_Data records_
────

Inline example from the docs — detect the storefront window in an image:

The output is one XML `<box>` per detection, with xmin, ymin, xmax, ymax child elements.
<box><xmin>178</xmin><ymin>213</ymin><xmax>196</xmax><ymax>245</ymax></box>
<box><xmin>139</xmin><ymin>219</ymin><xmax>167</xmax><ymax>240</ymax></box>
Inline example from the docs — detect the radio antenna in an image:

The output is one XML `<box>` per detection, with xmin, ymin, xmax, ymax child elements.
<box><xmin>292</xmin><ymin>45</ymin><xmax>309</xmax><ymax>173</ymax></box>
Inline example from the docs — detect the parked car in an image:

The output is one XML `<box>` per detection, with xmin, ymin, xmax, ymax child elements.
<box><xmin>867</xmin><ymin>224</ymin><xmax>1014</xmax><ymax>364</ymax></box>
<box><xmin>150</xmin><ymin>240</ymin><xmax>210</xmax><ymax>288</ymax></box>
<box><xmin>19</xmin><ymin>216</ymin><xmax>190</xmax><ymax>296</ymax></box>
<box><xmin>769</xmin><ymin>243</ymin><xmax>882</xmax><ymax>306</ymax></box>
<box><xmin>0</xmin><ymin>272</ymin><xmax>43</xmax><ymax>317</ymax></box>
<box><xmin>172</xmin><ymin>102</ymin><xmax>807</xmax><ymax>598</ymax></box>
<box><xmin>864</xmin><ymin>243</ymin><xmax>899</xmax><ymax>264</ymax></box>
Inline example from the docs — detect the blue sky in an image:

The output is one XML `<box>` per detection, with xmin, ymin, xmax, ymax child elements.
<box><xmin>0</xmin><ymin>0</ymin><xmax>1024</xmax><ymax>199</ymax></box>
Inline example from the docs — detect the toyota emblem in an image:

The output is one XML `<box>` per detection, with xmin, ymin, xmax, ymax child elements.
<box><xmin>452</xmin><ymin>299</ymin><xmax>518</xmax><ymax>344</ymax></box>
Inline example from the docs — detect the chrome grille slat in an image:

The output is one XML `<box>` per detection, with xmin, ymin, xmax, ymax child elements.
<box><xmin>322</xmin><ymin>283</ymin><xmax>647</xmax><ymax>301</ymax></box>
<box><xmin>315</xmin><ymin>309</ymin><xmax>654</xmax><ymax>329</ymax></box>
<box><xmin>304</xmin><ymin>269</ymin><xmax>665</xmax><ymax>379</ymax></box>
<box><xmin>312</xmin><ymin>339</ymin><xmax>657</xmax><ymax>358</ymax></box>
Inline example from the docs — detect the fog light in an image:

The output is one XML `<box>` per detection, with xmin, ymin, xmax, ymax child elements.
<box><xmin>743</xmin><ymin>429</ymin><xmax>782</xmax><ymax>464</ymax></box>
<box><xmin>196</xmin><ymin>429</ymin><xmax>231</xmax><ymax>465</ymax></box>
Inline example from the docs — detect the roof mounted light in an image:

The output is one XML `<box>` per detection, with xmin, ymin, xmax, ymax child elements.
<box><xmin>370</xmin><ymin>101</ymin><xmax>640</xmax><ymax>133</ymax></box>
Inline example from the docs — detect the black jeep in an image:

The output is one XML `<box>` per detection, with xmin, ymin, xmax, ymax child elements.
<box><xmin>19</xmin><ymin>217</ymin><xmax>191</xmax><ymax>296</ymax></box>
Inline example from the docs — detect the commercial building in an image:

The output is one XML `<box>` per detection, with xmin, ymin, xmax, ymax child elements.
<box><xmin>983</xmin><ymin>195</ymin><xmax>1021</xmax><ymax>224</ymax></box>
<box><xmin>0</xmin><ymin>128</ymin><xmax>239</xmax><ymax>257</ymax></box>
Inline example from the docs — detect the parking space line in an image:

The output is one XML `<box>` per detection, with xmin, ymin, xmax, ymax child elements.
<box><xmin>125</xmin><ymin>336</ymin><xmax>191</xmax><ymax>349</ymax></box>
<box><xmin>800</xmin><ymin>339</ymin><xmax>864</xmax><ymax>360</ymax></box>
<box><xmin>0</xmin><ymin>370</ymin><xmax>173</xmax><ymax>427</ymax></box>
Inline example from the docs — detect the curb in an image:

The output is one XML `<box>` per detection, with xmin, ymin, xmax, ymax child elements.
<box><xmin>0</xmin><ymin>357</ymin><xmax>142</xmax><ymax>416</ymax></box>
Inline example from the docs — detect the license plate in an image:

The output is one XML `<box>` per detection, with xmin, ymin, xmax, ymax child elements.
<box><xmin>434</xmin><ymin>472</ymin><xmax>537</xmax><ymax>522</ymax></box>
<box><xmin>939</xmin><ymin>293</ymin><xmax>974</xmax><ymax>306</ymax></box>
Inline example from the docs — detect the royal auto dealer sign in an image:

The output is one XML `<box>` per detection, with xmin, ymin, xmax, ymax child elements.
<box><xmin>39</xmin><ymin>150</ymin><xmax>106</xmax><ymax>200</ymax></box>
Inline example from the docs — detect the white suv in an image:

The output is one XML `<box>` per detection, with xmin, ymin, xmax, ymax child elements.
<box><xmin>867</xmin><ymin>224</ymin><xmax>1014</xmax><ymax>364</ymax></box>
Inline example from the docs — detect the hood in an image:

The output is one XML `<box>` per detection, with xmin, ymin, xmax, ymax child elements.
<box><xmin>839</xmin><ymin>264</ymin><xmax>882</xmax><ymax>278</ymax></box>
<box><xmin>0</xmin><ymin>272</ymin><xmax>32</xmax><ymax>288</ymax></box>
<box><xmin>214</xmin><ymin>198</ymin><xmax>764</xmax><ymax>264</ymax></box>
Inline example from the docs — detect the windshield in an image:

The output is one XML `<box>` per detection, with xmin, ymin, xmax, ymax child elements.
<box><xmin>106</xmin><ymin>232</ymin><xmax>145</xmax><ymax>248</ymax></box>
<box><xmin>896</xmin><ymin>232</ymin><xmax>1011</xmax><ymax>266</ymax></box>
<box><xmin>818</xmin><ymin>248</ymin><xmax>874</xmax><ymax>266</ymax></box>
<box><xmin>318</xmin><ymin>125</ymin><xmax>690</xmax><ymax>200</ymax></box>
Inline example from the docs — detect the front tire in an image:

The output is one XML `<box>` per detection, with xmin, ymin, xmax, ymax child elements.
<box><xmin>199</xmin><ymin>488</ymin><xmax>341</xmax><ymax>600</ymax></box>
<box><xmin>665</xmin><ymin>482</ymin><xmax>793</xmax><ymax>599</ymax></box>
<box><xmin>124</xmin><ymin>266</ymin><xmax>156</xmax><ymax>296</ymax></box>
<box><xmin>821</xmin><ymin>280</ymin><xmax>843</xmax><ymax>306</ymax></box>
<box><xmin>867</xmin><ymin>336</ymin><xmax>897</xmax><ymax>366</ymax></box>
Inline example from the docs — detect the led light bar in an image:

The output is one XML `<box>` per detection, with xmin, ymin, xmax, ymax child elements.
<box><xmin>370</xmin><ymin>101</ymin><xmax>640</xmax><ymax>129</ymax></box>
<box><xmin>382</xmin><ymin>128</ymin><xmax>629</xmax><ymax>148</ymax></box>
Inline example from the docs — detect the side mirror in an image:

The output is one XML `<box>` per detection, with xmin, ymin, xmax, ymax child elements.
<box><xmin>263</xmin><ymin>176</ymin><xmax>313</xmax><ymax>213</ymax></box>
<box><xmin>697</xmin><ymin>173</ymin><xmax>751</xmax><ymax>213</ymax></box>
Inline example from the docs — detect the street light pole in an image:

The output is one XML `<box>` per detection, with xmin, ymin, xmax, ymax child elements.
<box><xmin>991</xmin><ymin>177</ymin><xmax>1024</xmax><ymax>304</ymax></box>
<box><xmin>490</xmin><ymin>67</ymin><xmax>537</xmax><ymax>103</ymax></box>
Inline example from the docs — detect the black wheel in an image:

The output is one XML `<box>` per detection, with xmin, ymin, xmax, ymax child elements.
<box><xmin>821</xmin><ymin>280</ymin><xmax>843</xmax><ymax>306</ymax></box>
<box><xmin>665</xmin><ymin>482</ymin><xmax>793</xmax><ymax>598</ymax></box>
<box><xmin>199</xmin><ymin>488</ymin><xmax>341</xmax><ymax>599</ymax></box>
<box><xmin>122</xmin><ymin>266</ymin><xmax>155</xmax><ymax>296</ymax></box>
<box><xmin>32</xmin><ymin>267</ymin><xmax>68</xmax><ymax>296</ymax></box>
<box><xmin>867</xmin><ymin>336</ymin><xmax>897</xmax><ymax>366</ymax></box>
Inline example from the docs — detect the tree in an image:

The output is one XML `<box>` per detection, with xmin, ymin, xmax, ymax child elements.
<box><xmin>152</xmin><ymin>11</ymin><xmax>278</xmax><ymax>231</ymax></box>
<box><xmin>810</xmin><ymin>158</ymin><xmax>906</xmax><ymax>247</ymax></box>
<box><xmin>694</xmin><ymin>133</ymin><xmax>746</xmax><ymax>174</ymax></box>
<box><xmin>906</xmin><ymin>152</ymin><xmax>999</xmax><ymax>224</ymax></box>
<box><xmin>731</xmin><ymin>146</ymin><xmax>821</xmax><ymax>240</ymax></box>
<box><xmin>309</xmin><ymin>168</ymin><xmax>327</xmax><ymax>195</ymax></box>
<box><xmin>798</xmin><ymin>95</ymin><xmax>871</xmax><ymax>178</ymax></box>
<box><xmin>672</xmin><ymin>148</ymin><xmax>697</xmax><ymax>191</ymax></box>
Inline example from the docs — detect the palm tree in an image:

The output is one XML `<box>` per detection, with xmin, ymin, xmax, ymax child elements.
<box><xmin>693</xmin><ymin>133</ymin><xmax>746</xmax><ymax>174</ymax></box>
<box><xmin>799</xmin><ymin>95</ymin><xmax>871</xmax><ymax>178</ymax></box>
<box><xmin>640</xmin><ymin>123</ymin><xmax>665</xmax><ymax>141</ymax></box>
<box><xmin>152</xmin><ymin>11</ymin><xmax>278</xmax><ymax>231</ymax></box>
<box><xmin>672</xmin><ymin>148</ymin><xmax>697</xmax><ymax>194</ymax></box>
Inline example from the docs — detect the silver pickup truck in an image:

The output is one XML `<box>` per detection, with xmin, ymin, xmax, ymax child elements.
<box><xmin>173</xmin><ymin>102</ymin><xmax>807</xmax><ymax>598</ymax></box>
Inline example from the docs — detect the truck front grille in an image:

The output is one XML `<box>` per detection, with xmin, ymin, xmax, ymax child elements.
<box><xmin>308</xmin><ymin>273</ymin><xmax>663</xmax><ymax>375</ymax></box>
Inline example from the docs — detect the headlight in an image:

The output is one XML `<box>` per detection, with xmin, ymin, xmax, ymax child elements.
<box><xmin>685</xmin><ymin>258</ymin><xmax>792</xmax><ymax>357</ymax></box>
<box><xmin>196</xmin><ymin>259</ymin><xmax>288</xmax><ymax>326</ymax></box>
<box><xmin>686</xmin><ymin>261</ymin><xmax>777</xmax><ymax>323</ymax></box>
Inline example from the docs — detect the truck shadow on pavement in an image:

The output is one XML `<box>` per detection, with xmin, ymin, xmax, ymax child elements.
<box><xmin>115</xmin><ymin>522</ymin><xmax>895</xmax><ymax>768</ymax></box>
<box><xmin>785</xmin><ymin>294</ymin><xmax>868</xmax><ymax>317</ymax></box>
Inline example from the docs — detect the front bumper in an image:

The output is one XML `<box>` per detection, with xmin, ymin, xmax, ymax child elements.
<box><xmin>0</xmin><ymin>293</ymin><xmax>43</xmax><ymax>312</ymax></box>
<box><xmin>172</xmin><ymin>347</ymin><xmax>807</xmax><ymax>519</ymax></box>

────

_Task details_
List each line in the material above that contains the word "truck".

_Reply_
Inline example from the docs — detect the silver pickup truck in an image:
Inline example from the docs — detect the truck front grille in an image:
Inline example from the docs — detect the truck shadow on pavement in an image:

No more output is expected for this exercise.